BEGIN
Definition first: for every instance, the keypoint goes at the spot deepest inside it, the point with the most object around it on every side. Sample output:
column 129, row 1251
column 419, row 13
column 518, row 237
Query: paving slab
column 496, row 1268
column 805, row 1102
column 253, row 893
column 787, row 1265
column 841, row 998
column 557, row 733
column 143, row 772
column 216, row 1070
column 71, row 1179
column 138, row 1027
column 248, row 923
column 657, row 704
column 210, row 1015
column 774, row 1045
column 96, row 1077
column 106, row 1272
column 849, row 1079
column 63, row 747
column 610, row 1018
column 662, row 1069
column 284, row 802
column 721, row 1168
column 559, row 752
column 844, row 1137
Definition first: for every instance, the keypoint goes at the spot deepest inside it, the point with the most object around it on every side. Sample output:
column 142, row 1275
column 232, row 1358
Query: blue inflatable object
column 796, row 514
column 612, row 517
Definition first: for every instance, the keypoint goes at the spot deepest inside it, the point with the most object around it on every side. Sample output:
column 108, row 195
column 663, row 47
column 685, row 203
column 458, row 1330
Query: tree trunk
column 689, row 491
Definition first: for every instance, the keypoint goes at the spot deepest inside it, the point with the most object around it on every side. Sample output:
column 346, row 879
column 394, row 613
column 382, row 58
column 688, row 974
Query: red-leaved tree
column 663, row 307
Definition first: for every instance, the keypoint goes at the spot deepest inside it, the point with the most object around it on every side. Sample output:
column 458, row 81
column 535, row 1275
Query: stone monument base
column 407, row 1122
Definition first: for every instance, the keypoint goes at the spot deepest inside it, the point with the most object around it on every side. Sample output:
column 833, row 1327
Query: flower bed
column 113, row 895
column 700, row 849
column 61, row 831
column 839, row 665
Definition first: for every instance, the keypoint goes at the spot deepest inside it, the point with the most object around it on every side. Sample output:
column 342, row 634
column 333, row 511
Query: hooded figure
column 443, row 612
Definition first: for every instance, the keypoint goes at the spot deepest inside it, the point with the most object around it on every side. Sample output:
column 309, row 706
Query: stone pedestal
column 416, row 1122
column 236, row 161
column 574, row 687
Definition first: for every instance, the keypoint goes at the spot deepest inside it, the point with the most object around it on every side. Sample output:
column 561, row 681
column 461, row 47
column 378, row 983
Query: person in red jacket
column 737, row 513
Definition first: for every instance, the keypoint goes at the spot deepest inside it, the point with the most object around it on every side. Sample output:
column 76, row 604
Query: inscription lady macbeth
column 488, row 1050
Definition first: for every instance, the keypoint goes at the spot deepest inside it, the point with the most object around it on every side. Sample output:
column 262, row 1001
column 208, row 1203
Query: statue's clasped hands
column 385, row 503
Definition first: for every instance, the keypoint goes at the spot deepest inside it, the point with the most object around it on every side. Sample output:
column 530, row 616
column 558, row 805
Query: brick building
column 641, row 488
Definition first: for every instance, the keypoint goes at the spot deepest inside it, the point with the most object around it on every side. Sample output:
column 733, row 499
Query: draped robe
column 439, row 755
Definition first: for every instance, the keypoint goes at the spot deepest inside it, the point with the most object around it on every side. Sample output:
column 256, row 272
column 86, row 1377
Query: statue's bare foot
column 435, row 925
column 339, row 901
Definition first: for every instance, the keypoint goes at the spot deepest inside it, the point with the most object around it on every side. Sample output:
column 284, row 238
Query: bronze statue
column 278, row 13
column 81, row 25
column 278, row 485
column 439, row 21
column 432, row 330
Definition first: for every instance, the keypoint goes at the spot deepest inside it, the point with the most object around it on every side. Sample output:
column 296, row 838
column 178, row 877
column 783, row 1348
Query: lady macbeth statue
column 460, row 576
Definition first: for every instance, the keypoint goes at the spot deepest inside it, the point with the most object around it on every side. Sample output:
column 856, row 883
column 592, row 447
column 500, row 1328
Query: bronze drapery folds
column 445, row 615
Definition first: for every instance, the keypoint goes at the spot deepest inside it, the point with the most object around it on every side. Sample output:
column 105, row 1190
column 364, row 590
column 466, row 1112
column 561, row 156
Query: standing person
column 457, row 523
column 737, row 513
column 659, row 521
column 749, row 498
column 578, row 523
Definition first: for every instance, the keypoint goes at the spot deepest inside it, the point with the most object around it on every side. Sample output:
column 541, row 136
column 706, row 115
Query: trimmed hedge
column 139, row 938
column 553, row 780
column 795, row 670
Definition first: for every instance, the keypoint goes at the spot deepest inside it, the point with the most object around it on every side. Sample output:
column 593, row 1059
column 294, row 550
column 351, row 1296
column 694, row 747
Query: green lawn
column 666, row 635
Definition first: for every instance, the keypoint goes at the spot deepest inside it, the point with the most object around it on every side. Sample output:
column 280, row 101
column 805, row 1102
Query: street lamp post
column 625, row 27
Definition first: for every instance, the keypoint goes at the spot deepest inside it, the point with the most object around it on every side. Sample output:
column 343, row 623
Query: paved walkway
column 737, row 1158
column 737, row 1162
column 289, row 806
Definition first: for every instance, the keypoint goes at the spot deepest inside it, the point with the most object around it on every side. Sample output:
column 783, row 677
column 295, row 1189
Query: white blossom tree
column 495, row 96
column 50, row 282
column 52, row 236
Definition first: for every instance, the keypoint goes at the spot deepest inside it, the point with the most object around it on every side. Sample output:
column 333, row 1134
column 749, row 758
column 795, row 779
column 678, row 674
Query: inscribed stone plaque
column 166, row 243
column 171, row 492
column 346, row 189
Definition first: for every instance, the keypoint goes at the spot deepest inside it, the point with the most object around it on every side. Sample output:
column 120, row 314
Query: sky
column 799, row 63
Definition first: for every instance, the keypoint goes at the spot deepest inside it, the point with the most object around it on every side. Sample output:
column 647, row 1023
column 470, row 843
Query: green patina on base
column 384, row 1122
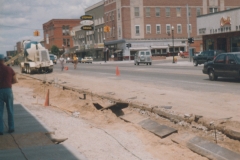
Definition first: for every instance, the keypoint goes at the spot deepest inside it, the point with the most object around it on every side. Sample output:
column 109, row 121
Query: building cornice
column 94, row 6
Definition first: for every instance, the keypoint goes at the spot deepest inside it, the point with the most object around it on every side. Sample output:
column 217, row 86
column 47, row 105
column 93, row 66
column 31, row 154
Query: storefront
column 223, row 33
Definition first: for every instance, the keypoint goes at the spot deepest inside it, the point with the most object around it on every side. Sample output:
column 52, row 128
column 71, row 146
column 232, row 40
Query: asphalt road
column 163, row 72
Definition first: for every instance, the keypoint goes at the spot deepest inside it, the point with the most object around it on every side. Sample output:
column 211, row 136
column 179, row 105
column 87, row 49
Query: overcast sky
column 20, row 18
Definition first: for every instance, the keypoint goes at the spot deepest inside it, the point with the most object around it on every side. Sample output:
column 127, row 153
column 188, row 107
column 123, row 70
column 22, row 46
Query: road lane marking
column 198, row 83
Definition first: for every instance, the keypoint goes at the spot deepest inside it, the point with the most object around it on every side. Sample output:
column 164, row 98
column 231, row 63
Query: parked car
column 52, row 57
column 87, row 60
column 183, row 54
column 144, row 57
column 79, row 59
column 224, row 65
column 69, row 60
column 205, row 56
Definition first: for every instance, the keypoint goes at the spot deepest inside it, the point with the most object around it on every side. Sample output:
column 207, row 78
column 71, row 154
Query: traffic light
column 190, row 40
column 128, row 45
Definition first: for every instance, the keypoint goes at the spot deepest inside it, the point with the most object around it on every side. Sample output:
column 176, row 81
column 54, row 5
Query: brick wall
column 56, row 36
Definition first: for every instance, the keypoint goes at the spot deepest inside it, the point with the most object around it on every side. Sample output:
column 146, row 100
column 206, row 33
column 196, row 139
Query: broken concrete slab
column 60, row 151
column 32, row 139
column 116, row 106
column 166, row 107
column 133, row 117
column 11, row 154
column 205, row 148
column 7, row 139
column 154, row 127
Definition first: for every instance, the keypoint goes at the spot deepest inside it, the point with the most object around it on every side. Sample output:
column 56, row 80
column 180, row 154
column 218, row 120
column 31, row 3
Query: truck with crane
column 36, row 58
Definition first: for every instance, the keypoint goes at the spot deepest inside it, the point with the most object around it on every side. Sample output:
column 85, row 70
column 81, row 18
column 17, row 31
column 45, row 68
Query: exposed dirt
column 101, row 134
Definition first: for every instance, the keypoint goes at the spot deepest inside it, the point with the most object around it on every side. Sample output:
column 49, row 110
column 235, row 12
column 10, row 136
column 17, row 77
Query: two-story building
column 223, row 33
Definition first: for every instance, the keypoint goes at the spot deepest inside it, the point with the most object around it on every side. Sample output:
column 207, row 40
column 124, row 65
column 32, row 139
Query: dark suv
column 205, row 56
column 224, row 65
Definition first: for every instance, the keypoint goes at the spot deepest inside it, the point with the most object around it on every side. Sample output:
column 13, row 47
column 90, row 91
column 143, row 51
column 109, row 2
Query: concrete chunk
column 154, row 127
column 206, row 148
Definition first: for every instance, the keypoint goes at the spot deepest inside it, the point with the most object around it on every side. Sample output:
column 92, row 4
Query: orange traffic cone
column 117, row 72
column 47, row 99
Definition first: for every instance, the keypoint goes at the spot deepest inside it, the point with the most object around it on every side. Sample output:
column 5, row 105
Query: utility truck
column 36, row 58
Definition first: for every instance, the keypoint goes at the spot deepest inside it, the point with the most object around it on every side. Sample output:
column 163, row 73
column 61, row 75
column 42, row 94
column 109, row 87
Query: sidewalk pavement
column 30, row 141
column 167, row 62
END
_What is expected:_
Restate word for word the lines in the material above from the one with "column 146, row 100" to the one with "column 13, row 47"; both of those lines count, and nothing else does.

_Answer to the exercise:_
column 146, row 100
column 206, row 33
column 196, row 139
Query: broken concrete slab
column 60, row 151
column 32, row 139
column 116, row 106
column 166, row 107
column 133, row 117
column 11, row 154
column 205, row 148
column 7, row 139
column 154, row 127
Definition first: for every instance, the keypoint goes at the spot deepest inside it, the point with the most object around it on every side. Sample output:
column 56, row 80
column 180, row 154
column 218, row 120
column 31, row 3
Query: truck with crane
column 36, row 58
Definition first: for every instance, the keypoint goes at the spot deepest inside it, the point with the most object around it on every side. Sample output:
column 85, row 70
column 81, row 18
column 17, row 31
column 45, row 68
Query: exposed dirt
column 101, row 134
Definition first: for every instance, the keypoint goes at the spot deepest inside it, the point with the most object around it on every side. Sample output:
column 49, row 110
column 235, row 12
column 10, row 136
column 17, row 77
Query: two-story building
column 223, row 33
Definition first: for every instance, the keypoint goes at the spot deepest inside it, the point with the most object around it on every side. Sample output:
column 207, row 40
column 124, row 65
column 32, row 139
Query: dark suv
column 205, row 56
column 224, row 65
Definition first: for every instance, the keypoint goes at the spot deepest inside it, the point with the most object around it on every side. Sample output:
column 13, row 47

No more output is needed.